About this exercise:
In the material below, identify each line bearing the word "twig". Reproduce those lines.

Start of Input data

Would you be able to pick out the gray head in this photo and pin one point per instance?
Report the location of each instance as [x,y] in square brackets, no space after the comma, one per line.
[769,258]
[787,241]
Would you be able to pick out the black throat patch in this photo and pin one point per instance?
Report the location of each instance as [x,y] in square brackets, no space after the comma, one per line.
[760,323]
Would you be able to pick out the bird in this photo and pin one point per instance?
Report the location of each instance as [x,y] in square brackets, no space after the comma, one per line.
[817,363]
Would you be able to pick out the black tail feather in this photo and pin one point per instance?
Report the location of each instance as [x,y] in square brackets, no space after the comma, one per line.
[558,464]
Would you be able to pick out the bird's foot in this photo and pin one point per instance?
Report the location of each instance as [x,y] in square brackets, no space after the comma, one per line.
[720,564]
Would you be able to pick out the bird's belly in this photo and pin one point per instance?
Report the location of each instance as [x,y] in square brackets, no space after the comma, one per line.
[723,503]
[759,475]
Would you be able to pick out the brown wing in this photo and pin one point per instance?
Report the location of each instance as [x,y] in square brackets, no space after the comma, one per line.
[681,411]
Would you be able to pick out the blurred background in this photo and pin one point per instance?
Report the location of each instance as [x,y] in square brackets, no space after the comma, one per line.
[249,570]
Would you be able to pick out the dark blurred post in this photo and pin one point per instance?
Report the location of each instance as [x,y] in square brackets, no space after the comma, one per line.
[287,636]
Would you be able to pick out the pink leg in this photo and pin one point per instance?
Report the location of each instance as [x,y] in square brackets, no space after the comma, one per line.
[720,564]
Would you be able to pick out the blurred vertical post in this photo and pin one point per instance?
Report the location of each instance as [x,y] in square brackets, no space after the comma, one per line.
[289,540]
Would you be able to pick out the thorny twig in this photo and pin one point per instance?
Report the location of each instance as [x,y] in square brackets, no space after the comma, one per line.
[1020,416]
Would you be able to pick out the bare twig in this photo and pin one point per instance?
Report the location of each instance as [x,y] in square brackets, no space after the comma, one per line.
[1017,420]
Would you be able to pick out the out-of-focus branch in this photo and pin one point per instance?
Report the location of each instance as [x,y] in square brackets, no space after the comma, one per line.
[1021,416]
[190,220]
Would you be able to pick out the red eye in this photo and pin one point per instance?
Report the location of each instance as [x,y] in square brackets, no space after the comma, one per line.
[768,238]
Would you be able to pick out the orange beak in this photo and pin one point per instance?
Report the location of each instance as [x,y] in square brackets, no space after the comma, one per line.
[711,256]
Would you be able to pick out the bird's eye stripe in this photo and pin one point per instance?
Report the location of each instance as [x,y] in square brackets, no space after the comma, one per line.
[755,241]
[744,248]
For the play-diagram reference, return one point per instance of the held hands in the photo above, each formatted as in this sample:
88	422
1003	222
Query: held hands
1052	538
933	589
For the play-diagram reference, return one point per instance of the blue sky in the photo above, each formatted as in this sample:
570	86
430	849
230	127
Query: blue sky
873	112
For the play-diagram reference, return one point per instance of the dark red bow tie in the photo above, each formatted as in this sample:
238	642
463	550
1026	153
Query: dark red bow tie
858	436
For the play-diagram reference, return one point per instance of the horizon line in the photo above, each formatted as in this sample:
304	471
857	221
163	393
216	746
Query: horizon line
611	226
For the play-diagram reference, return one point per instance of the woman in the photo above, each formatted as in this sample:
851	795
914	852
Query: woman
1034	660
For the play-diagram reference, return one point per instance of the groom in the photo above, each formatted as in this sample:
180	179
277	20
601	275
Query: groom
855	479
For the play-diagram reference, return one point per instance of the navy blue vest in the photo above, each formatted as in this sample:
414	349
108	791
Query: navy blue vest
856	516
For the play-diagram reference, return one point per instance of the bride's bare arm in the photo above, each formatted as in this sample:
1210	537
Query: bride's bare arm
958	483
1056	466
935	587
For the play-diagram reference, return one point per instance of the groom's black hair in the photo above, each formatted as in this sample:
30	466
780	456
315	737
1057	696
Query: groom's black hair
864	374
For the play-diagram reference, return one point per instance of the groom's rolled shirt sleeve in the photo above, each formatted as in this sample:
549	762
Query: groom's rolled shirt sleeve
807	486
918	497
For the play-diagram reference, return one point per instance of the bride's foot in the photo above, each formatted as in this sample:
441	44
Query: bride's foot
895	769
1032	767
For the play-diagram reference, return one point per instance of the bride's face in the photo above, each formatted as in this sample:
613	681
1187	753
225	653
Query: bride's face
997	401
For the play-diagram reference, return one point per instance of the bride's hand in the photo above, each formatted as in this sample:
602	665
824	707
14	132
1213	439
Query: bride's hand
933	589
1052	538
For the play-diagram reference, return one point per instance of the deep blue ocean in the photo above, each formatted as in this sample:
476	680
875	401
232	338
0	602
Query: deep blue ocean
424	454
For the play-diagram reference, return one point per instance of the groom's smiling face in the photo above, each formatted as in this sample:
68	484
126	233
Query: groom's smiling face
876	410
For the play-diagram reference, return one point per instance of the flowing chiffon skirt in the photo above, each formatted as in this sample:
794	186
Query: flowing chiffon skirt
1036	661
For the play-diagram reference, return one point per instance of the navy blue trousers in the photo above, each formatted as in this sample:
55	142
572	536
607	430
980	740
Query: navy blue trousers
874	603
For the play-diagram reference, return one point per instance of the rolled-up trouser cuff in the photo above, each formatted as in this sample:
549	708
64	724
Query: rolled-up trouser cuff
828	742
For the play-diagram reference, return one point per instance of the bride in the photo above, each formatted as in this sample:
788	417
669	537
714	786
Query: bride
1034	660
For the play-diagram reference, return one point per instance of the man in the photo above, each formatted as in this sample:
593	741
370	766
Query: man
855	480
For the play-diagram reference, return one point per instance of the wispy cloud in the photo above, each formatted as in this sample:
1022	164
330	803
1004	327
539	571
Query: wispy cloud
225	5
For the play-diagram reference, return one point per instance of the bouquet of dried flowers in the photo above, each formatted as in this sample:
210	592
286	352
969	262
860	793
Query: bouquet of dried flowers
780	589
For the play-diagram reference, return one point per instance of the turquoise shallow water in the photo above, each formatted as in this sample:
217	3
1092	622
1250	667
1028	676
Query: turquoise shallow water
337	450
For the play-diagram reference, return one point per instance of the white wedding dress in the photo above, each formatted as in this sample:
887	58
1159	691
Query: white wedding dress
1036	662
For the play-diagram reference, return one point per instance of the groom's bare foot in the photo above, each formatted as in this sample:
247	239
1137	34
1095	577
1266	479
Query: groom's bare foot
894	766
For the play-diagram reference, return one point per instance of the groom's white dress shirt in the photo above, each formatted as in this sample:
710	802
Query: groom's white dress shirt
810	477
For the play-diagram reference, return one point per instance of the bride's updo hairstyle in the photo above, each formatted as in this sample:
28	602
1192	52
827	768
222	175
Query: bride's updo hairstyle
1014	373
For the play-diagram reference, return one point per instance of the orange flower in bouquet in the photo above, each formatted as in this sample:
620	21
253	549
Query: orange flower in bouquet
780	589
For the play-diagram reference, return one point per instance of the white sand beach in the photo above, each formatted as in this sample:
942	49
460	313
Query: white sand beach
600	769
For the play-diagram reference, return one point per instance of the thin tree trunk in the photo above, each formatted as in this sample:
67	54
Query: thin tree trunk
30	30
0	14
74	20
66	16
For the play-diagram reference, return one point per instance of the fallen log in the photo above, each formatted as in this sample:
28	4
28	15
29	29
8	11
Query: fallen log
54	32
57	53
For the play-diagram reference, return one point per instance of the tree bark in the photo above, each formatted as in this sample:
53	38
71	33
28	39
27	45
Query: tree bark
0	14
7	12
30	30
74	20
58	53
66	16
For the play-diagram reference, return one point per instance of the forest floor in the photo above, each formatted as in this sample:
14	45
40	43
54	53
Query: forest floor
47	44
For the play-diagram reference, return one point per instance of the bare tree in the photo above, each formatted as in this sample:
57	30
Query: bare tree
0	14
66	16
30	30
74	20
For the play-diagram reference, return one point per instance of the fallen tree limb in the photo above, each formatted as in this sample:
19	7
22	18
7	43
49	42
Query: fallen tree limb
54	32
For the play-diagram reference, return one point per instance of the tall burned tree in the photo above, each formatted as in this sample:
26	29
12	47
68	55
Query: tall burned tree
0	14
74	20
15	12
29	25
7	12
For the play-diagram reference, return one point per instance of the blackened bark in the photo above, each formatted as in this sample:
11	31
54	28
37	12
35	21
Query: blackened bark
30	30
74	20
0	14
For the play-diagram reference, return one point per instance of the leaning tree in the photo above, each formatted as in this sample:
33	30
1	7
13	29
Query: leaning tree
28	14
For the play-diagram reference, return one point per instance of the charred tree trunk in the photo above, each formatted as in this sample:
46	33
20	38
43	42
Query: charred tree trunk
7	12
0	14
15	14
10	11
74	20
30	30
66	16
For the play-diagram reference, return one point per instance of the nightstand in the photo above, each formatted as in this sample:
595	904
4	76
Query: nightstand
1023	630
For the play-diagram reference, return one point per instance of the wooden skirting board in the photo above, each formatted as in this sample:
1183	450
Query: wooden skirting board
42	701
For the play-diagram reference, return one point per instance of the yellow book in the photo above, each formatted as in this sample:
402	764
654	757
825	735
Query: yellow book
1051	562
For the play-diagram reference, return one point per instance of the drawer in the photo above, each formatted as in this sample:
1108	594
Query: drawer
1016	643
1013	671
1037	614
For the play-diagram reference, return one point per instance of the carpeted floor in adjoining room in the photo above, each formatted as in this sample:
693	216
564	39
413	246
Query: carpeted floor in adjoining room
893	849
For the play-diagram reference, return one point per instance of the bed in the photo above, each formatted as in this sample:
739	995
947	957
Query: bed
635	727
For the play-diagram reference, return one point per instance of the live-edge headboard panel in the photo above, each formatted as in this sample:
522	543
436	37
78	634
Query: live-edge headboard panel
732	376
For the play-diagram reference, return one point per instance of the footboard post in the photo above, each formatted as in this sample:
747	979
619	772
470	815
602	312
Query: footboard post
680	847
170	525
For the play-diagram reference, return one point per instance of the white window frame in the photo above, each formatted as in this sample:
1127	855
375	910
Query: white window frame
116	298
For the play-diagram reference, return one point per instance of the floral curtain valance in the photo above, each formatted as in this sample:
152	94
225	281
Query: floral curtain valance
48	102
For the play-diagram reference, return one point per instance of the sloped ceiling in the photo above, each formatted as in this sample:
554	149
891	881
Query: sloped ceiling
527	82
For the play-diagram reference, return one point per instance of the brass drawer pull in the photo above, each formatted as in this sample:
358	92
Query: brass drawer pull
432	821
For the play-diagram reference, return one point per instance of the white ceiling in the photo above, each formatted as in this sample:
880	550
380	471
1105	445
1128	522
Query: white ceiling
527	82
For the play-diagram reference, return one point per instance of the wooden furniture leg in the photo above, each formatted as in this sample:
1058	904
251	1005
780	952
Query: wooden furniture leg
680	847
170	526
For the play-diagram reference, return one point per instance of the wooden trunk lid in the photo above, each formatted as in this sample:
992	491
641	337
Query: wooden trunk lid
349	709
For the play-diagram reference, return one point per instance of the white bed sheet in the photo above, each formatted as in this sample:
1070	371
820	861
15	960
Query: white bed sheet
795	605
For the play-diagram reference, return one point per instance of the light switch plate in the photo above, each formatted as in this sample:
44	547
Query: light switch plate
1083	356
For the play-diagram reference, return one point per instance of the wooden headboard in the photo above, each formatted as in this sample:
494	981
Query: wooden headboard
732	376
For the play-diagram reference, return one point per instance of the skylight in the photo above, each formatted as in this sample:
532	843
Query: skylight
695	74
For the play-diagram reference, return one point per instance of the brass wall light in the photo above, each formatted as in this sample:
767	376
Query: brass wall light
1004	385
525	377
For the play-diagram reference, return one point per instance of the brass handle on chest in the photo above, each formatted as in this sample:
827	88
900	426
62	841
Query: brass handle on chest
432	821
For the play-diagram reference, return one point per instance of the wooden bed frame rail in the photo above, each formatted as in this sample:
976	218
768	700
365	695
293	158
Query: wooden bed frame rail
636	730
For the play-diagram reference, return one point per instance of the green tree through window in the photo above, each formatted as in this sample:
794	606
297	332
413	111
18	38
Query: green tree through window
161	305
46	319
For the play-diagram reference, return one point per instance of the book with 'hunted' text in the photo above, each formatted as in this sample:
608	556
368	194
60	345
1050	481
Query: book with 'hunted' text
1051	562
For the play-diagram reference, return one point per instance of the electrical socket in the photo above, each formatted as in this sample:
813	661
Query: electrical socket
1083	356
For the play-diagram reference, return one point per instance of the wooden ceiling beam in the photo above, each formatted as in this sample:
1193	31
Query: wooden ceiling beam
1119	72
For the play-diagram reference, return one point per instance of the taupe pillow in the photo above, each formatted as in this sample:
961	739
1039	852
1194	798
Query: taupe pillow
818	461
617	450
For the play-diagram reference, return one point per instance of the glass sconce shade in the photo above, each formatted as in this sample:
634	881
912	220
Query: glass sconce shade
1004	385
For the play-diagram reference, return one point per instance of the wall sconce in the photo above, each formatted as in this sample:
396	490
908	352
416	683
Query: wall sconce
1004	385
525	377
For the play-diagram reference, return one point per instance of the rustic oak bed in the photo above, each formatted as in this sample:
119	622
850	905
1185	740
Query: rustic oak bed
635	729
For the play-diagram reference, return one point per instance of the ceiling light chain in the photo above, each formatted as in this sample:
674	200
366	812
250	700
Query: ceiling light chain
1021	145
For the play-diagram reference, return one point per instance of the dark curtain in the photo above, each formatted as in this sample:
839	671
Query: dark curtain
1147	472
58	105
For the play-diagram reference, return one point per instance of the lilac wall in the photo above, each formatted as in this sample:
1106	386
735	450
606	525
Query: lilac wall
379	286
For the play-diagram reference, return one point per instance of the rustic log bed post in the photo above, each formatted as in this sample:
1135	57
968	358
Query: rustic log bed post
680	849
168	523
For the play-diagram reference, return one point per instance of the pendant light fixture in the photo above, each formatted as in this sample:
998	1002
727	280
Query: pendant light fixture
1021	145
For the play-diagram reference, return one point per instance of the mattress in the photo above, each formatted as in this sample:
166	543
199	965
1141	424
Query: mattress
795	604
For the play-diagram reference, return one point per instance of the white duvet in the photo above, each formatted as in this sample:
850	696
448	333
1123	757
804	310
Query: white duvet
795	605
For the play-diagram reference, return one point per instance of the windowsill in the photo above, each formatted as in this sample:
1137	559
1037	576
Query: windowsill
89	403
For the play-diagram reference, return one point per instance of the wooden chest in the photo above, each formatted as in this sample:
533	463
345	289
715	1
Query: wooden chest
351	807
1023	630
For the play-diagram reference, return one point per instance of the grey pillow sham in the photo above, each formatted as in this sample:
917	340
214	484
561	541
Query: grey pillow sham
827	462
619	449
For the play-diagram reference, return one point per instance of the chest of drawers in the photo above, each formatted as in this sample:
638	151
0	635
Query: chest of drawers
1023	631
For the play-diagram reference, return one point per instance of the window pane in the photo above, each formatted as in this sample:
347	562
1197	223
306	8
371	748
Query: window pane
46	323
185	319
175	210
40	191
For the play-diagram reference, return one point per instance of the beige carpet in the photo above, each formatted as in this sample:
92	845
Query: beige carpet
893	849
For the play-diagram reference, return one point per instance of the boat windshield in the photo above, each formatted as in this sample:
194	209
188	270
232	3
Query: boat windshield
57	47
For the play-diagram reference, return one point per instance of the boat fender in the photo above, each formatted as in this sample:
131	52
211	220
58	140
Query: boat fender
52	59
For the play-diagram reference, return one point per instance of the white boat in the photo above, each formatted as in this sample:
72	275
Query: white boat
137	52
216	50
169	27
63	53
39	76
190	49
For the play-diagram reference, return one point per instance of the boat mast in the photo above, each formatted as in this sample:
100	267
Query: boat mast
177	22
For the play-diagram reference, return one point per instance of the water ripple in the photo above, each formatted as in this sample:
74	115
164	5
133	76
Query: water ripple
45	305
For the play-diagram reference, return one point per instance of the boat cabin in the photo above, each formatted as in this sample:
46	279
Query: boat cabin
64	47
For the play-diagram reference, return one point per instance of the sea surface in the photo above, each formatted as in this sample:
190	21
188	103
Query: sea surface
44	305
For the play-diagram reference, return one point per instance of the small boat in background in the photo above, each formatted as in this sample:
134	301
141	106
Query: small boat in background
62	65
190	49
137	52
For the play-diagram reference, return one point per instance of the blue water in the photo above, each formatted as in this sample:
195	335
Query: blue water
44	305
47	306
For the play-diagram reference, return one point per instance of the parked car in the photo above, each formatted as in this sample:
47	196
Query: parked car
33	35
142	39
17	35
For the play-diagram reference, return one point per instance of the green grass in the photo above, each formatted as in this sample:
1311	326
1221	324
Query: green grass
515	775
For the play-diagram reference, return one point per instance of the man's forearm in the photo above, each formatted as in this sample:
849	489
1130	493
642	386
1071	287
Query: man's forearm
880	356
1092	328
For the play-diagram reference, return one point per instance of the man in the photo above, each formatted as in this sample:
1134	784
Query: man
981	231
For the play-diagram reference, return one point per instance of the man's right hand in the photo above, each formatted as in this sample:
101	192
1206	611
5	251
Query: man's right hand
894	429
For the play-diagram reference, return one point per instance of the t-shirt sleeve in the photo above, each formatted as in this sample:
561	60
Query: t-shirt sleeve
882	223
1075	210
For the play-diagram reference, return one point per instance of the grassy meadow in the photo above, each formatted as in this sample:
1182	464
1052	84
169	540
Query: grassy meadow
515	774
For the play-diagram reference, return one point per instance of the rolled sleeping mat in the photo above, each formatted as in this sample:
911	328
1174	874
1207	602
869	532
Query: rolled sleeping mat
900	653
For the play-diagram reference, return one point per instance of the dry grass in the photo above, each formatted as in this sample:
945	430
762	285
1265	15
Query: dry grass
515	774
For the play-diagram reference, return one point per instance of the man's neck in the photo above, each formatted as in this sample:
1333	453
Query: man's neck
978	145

End of Input data

Problem solution:
Would you be able to pick out the thorny twig in this photo and pin one point per instance?
Would you be able to pick out the bare twig in this photo and pin one point per instance?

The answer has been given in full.